Howling at the moon is a better use of your time than replying to a City of Calgary survey. Any online reply carrying a whiff of anger or upset is ditched. City council needs the truth about citizens' concerns, but the current engagement process is a farce.
Anyone believing that someone is actually listening to what you say when responding to one of those ubiquitous 'please give us your feedback' requests is soon left standing at the altar of disillusion. They don't want to know what you think. City hall's already done all the thinking required.
Which is why it isn't surprising that an independent probe into Calgary's public engagement process, launched 15 months ago, is acknowledging what most of us knew — you can spend oodles of time and money developing a system to ask for public feedback, but if you don't listen to the results, it becomes nothing more than an elaborate marketing ploy.
In fact, city administrators could have saved $775,000 of taxpayers' money if, instead of hiring consultants at KPMG to tell them what's wrong with the much-ballyhooed public consultation process, they'd simply asked Calgarians. Instead, councillors spent the money on KPMG, as senior manager Jarrod Bayne explained in a polite understatement: 'We had almost four in five Calgarians who responded to our survey telling us they didn't trust the current engagement process. So there's some work to be done there.' No kidding.
This might surprise some newer council members still coming to grips with their civic roles, but most citizens are probably only surprised by those one in five Calgarians who thought the city was doing an OK job in respecting public feedback. The rest of us long ago figured out how the engagement game's played.

(Stored dataset items)
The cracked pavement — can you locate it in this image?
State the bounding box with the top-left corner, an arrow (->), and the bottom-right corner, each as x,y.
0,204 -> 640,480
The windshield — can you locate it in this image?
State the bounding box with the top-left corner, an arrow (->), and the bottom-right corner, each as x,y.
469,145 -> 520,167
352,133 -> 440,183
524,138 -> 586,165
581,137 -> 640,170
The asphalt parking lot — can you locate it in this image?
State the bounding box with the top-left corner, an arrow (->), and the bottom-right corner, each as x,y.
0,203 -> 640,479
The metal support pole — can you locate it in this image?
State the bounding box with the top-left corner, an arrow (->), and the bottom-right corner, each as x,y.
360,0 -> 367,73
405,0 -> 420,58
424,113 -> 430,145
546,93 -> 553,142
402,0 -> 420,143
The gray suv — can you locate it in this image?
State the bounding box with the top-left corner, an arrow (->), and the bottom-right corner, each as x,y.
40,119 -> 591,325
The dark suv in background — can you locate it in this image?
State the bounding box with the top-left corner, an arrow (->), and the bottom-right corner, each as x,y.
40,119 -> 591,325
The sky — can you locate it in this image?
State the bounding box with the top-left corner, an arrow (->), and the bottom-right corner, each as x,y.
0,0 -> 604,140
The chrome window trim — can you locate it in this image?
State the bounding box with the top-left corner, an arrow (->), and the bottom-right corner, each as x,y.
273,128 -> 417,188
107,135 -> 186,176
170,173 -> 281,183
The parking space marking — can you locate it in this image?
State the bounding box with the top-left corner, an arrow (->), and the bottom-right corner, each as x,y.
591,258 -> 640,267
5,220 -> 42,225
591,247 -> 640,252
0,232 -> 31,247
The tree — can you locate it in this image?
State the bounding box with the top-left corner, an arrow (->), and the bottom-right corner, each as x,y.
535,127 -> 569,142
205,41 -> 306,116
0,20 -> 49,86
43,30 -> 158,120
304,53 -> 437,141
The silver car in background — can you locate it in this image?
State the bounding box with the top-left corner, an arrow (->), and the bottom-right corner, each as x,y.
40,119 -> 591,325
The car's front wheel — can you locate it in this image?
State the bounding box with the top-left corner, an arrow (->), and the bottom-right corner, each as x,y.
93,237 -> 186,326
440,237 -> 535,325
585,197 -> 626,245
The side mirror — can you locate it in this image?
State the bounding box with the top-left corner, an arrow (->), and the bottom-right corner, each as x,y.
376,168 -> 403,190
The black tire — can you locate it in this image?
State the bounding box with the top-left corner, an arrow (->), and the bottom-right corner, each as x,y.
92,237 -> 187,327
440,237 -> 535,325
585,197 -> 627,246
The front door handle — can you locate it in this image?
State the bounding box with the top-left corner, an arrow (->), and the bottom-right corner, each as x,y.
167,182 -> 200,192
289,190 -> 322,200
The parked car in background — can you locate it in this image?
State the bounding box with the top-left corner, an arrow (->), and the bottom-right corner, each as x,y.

• **Work instructions**
1. Echo the column on Calgary's public engagement word for word, beginning at the words "In fact, city" and stopping after the words "there.' No kidding.".
2. Decide whether each statement agrees with the column on Calgary's public engagement, answering yes or no and quoting the deciding words: (a) The city spent the money on consultants at KPMG. (b) The independent probe was launched 15 months ago. (c) Almost four in five Calgarians who answered the survey said they trusted the current engagement process.
3. Pick up the column on Calgary's public engagement from where it stops and continue it.
The data is not needed here.

• **Answers for the exercise**
1.
In fact, city administrators could have saved $775,000 of taxpayers' money if, instead of hiring consultants at KPMG to tell them what's wrong with the much-ballyhooed public consultation process, they'd simply asked Calgarians. Instead, councillors spent the money on KPMG, as senior manager Jarrod Bayne explained in a polite understatement: 'We had almost four in five Calgarians who responded to our survey telling us they didn't trust the current engagement process. So there's some work to be done there.' No kidding.

2.
(a) Yes: "councillors spent the money on KPMG"
(b) Yes: "launched 15 months ago"
(c) No: "We had almost four in five Calgarians who responded to our survey telling us they didn't trust the current engagement process."

3.
Just attend one of those evening meetings in a neighbourhood community centre, where a seemingly earnest city planner patiently asks for citizens' input after rolling out some new council ordinance that has local folk up in arms. Argue, shout and stamp your feet, but understand this is just part of the process — the decision has been made, and all you'll get from such an evening is sore feet.
Or take one of those innumerable online surveys that city administration is so fond of, particularly as it means the various department heads can spend a small fortune on the digital infrastructure and staffing necessary to carry them out. (KPMG tells us Calgary's indeed top-notch in actually providing such tools.) Questions are never open-ended. You won't be asked a simple query such as: 'Do we have too many, enough or too few bike lanes in our city?' Instead, the question will be framed to elicit anything other than a negative response. Regarding this current thorny issue, you'll more likely receive the following question: 'Do you believe Calgary should increase the rate at which it incorporates bike lanes into the transit options available to citizens, or are you content with the current rollout?'
The KPMG report confirms what many already knew: the process is broken. It's time for city council to truly listen to citizens and rebuild trust. Otherwise, public engagement will remain a hollow exercise.